- **SUPPLIED DATA**:
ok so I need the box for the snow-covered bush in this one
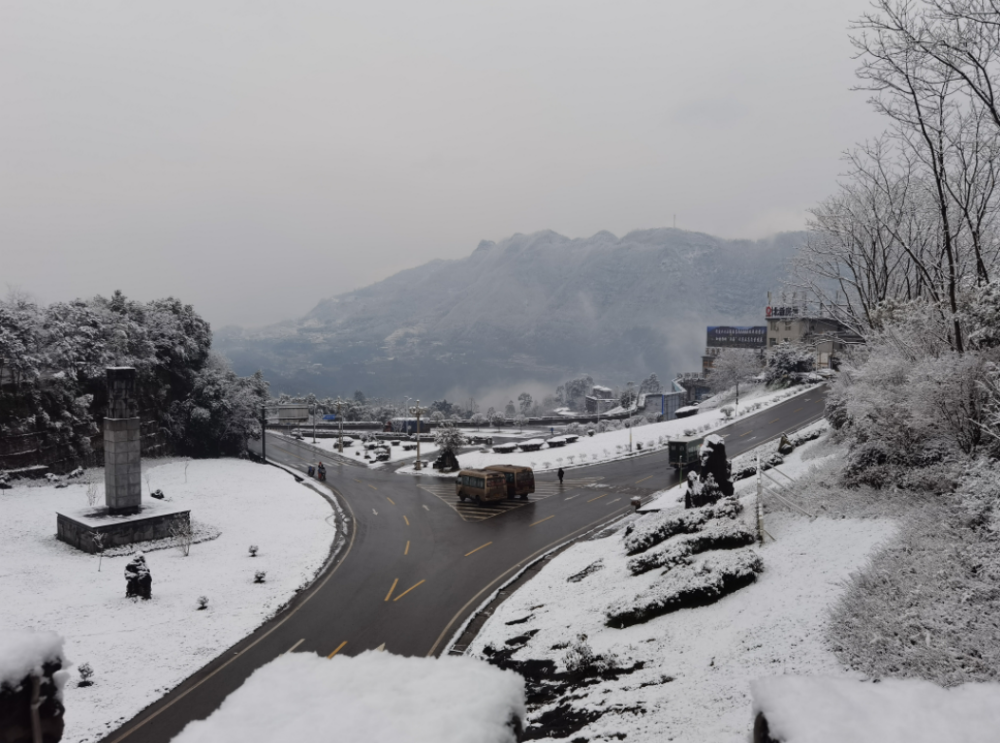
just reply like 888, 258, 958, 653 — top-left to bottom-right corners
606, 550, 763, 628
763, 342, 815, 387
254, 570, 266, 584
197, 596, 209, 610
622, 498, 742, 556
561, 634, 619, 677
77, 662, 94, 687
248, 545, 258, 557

==

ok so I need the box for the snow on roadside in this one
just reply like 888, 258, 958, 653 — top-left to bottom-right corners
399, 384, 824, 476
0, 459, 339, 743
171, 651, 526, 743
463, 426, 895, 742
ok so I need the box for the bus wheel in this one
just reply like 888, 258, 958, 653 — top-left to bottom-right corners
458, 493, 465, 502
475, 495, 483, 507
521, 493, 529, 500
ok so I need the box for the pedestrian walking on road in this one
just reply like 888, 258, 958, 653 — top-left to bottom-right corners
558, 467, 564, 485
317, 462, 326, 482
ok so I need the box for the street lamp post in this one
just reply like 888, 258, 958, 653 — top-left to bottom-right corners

- **YOUR INSTRUCTIONS**: Look through the listing and return each line containing the word "need".

- **EXPECTED ANSWER**:
ok so I need the box for the snow-covered bush in this one
ok so I need the box for the snow on roadside in this one
ok so I need the box for the bus wheel in this one
ok so I need the box for the pedestrian walking on road in this one
ok so I need the box for the street lamp post in this one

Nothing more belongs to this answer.